#### PASSAGE SHOWN

Task 1: Writting the mathematical formulation

Write down every formulation and constrain that is relevant to solve this optimization problem.

Solution $$Min(Z) \sum_{i=1}^{6} x_i I_i $$

subject to

$$ \sum_{i=1}^{6} x_i = 3 $$$$ \sum_{i=4}^{6} x_i \ge \sum_{i=1}^{3} x_i $$$$ \sum_{i=1}^{6} x_i P_i \ge β $$$$x\in(1,0), i\in(1,....,6)$$

Extra Challenge (Task 6) $$ \sum_{i=1}^{6} x_i I_i \le x_1 γ + (1-x_1) M $$

where M is a sufficiently big number such as 9999

Task 2: Setting up the software

We'll continue using Gurobi this week, which you've set up in last week's PA. We'll use some other special packages as well. Therefore, be sure to use the special conda environment created for this week.

In [ ]:
import gurobipy as gp

Task 3: Setting up the problem

Define any variables you might need to setup your model.

In [ ]:
# YOUR_CODE_HERE

# SOLUTION
# Project data
I = [90, 45, 78, 123, 48, 60]  # Environmental impact
P = [120, 65, 99, 110, 33, 99]  # Profit

# Minimum required profit
beta = 250
M = 100000

# Number of projects and types
num_projects = len(I)
num_type1_projects = 3
num_type2_projects = num_projects - num_type1_projects

Create model with Gurobi¶

Remember that examples of using Gurobi to create and optimize a model are provided in the online textbook, and generally consist of the following steps (the first instantiates a class and the rest are executed as methods of the class):

  1. Define the model (instantiate the class)

########

__GOAL__
Write the next portion of the Gurobi project-selection exercise, picking up after its last line. The data placed after this exercise are separate material, unrelated to it.

#### RECORDED INFORMATION

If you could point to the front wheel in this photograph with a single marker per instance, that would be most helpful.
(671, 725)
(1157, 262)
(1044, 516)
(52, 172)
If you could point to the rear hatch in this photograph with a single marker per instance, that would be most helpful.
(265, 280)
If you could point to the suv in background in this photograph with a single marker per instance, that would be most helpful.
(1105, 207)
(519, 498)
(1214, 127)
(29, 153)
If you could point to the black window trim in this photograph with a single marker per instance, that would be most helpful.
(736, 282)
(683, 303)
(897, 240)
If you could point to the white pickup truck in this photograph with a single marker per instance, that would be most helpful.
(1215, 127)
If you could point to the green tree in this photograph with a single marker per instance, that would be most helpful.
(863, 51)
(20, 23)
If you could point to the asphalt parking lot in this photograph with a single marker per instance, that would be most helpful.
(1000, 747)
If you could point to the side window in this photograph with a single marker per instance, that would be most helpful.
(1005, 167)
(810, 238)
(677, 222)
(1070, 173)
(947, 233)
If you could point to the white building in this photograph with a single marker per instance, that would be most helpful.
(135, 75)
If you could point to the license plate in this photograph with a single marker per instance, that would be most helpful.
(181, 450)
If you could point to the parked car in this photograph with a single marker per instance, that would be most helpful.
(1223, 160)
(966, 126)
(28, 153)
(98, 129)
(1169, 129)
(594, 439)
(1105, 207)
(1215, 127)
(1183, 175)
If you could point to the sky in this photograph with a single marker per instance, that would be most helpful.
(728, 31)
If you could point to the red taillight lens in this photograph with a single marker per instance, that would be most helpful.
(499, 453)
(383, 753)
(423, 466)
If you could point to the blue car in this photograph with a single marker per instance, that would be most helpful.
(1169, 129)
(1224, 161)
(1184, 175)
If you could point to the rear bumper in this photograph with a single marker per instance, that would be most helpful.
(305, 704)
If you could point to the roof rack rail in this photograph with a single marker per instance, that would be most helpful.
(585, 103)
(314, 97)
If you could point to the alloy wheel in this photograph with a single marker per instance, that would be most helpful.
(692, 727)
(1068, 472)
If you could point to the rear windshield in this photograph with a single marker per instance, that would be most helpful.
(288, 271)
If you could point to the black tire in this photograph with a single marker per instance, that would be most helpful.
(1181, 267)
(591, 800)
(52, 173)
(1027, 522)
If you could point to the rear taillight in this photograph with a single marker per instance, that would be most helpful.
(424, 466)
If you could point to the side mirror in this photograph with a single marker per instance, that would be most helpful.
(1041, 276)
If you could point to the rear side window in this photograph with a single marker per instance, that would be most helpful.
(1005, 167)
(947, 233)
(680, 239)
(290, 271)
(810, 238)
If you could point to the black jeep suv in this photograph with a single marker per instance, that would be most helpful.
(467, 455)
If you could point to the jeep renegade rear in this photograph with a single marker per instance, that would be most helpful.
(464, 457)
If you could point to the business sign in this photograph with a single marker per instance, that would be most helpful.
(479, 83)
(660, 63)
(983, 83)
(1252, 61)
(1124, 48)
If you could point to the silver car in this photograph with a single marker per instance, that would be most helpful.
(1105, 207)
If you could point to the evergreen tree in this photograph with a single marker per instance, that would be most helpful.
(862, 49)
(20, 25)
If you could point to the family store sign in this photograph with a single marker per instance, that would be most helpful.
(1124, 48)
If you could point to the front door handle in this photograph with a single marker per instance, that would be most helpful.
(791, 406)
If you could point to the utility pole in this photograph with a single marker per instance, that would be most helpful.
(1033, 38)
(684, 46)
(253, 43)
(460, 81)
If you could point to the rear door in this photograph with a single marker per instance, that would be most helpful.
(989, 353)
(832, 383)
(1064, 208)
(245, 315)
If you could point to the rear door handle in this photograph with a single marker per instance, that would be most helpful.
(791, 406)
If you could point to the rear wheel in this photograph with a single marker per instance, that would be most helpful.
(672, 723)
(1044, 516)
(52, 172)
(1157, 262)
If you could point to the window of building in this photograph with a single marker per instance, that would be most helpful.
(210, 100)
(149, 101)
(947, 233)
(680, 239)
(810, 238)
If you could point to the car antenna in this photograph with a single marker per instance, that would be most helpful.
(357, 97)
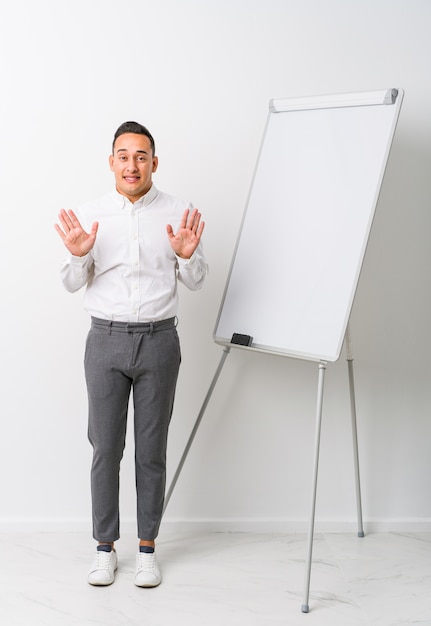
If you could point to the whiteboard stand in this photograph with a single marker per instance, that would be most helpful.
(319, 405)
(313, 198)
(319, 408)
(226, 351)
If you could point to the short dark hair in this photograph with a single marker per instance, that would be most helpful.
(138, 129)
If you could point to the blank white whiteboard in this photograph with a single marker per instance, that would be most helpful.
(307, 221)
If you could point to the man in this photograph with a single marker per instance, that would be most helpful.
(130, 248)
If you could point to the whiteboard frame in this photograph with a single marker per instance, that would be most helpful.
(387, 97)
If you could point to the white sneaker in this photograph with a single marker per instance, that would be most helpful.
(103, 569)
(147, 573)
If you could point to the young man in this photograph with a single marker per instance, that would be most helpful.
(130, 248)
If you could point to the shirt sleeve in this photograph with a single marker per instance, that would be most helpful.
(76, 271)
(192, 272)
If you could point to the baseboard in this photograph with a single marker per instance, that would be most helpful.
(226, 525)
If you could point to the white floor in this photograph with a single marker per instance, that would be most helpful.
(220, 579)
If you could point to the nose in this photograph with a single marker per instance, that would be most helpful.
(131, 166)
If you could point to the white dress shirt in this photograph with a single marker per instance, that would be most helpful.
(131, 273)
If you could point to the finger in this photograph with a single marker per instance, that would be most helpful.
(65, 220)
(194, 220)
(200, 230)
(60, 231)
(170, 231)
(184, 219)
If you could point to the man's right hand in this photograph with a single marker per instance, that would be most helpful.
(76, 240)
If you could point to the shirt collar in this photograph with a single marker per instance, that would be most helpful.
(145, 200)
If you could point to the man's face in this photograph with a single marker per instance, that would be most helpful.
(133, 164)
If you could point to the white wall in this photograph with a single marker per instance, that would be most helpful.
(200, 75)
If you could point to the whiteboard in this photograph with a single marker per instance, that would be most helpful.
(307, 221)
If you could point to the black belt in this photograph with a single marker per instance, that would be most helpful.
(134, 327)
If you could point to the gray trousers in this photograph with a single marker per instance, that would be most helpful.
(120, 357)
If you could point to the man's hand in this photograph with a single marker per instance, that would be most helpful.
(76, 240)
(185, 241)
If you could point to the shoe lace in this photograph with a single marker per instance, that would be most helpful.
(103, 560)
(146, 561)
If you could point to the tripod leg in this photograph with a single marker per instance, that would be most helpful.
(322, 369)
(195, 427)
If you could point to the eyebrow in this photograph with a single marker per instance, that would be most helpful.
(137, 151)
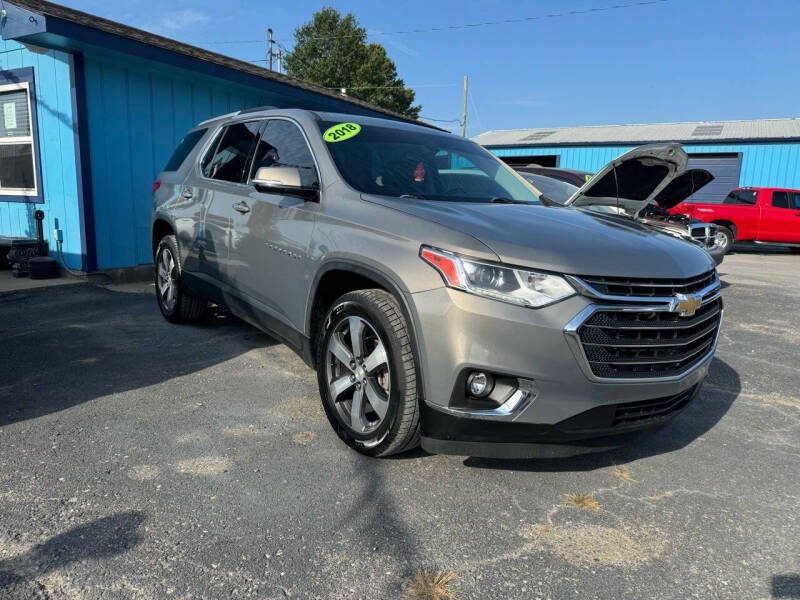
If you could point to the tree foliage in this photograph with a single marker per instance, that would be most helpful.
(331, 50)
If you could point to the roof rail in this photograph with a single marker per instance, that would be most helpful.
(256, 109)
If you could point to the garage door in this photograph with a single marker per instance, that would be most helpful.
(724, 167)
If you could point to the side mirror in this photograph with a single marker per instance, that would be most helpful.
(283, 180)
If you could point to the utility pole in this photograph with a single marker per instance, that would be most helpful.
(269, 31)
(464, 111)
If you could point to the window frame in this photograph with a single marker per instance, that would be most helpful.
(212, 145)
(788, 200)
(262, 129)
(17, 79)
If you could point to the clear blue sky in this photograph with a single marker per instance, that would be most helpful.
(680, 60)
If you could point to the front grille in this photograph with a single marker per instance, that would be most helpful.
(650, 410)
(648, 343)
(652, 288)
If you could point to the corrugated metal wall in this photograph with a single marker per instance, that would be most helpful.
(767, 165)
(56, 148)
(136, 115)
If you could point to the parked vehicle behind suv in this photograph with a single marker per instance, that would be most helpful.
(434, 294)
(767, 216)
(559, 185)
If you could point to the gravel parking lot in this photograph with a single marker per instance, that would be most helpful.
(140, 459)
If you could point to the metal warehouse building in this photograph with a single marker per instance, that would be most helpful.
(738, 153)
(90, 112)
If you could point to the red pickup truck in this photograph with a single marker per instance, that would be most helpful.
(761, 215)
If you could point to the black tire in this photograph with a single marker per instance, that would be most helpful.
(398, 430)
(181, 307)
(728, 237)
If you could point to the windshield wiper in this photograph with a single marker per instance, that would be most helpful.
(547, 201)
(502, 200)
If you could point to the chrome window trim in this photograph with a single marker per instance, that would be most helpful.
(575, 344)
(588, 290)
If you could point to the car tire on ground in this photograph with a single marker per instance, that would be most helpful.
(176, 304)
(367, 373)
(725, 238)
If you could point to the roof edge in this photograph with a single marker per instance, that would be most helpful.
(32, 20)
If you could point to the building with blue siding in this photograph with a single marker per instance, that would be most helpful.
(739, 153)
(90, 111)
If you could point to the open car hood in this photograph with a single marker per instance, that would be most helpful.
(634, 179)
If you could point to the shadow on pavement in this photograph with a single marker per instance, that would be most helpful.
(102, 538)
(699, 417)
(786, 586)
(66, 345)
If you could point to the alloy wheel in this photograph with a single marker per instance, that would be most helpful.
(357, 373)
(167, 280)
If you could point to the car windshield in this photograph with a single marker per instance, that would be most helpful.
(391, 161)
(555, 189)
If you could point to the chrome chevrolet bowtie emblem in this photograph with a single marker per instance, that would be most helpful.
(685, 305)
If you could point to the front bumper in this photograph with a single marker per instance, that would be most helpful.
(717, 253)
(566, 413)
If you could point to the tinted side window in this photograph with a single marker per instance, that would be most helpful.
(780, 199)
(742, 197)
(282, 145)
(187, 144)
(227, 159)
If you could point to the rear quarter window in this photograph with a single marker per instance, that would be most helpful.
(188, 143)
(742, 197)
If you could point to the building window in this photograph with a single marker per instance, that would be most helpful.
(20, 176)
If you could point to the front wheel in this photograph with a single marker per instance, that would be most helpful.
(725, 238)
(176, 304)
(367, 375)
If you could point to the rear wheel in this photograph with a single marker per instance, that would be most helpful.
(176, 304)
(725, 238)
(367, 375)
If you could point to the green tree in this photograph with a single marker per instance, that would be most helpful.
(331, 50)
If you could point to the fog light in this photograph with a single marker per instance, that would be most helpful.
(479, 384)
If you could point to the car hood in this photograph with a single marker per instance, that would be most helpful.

########

__THE RESPONSE__
  2. Define variables
  3. Define objective function
  4. Add constraints
  5. Optimize the model

Remember, you can always ask for help to understand a function of gurobi

help(gurobipy.model.addVars)

Task 4: Create the Gurobi model

Create the Gurobi model, set your decision variables, your function and your constrains. Take a look at the book for an example implementation in Python if you don't know where to start.

Solution.

Each line of code does the following:

  1. Create a Gurobi model
  2. Add binary variables
  3. Objective function: Minimize environmental impact
  4. Constraint: Select exactly 3 projects
  5. Constraint: Number of type 2 projects must be at least as many as type 1 projects selected
  6. Constraint: Minimum profit requirement
  7. Optimize the model

In [ ]:
# YOUR_CODE_HERE

# SOLUTION
model = gp.Model("Project_Selection")
x = model.addVars(num_projects, vtype=gp.GRB.BINARY, name="x")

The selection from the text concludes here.